**Work required:** Pull out every line of the lines below that contains the string "metal", copying each one as it appears. Case counts.

━━━━

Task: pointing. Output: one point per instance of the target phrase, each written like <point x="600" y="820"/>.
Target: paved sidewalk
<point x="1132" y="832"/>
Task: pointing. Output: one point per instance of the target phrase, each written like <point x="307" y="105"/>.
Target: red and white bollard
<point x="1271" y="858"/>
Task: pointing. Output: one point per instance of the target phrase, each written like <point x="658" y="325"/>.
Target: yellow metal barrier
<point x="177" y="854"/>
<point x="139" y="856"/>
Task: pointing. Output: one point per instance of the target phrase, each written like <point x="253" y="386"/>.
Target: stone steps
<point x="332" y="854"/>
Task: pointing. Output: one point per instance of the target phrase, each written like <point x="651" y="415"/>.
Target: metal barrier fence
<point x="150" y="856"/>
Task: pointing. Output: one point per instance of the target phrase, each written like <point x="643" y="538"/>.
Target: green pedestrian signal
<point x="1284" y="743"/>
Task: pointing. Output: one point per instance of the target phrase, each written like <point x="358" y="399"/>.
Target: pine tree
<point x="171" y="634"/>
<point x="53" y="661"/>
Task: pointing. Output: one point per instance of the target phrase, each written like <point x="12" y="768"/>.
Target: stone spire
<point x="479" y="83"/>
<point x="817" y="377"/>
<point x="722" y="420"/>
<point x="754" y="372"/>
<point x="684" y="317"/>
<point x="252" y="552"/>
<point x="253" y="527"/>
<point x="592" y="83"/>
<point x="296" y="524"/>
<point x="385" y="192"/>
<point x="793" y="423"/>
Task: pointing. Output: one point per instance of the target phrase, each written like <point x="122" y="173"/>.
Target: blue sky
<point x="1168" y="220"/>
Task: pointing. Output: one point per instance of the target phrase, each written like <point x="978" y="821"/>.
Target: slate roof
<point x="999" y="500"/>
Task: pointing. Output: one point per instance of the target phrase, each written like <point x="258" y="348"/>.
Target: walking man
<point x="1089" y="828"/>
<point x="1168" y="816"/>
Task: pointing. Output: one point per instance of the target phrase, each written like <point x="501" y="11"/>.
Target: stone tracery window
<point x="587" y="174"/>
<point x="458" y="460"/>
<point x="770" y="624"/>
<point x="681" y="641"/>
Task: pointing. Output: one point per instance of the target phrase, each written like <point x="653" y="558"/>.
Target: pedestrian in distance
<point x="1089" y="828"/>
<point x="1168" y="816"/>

━━━━

**Exercise solution:**
Target: yellow metal barrier
Target: metal barrier fence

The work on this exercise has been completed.